Start Given records

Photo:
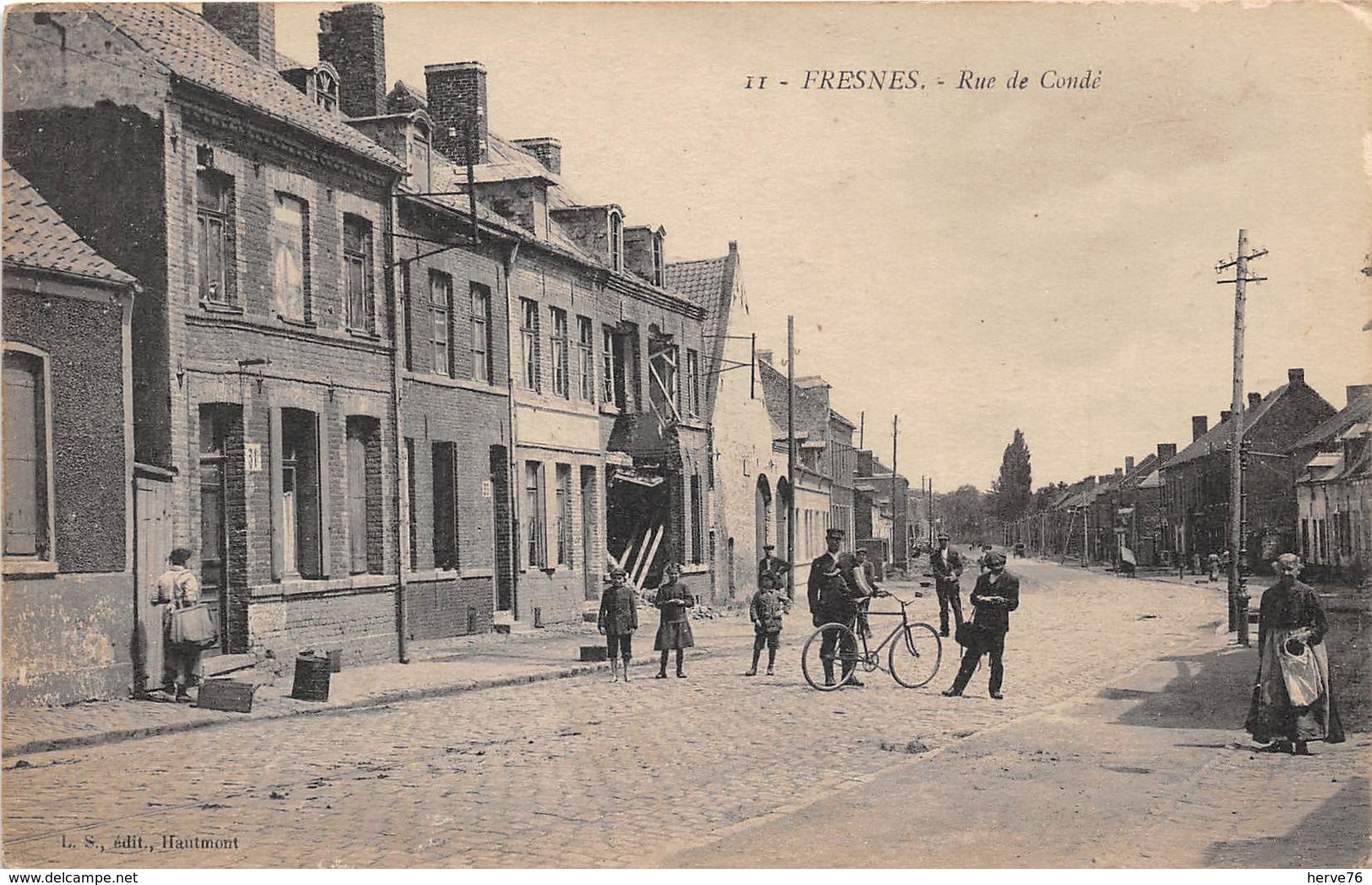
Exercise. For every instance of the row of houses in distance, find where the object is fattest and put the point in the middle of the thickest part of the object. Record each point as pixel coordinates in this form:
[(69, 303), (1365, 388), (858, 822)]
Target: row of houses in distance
[(1308, 486), (383, 371)]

End Given records

# Work required:
Convert all of the entries above into one numbered list, one item per line of text, with blank lines omitted and the pictures left out.

# Written answer:
1. Photo:
2. Exercise. For every instance of the row of houses in distance, find where the object is fattest and put the point in the middle of the thickest part of the object. Record each point as pixel coordinates in this form:
3. [(69, 303), (1365, 388), (858, 822)]
4. Target: row of houses in distance
5. [(1308, 486), (383, 371)]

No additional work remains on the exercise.